Extracted records.
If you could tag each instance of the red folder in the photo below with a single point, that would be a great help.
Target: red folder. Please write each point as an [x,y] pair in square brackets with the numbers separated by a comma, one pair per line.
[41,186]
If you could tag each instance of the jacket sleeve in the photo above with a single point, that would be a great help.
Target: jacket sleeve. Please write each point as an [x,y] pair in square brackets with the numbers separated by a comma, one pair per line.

--

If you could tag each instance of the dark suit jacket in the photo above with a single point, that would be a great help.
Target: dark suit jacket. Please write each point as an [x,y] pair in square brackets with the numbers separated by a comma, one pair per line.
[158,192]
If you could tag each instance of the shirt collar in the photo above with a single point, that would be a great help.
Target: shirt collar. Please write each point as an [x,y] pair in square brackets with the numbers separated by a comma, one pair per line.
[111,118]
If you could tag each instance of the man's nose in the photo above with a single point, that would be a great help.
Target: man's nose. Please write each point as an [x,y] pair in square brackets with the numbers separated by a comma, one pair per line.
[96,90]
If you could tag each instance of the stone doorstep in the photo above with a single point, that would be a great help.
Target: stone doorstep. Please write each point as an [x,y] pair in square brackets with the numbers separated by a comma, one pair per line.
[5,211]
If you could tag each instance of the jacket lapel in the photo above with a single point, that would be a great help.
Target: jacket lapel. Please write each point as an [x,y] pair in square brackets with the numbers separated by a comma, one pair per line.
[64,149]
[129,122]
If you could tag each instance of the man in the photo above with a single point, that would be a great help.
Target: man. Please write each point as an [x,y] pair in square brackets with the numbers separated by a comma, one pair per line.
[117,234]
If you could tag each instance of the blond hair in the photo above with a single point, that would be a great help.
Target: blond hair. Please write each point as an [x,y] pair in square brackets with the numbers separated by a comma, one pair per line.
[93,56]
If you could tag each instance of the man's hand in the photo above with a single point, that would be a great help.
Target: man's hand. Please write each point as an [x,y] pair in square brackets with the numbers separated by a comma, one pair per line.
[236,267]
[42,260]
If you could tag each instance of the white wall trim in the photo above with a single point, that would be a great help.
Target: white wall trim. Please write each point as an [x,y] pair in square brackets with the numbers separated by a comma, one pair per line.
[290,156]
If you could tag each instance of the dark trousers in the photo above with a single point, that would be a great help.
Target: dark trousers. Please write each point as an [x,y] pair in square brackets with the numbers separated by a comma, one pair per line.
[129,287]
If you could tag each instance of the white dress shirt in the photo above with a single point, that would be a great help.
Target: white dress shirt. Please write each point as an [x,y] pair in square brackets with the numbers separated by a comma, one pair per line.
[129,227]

---

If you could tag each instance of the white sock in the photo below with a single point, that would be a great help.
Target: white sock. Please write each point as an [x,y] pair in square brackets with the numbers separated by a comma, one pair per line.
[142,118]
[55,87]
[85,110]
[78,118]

Aim of the exercise. Count the lines of the material above that contain the string "below". Reply with the number alone.

Solution to the exercise. 2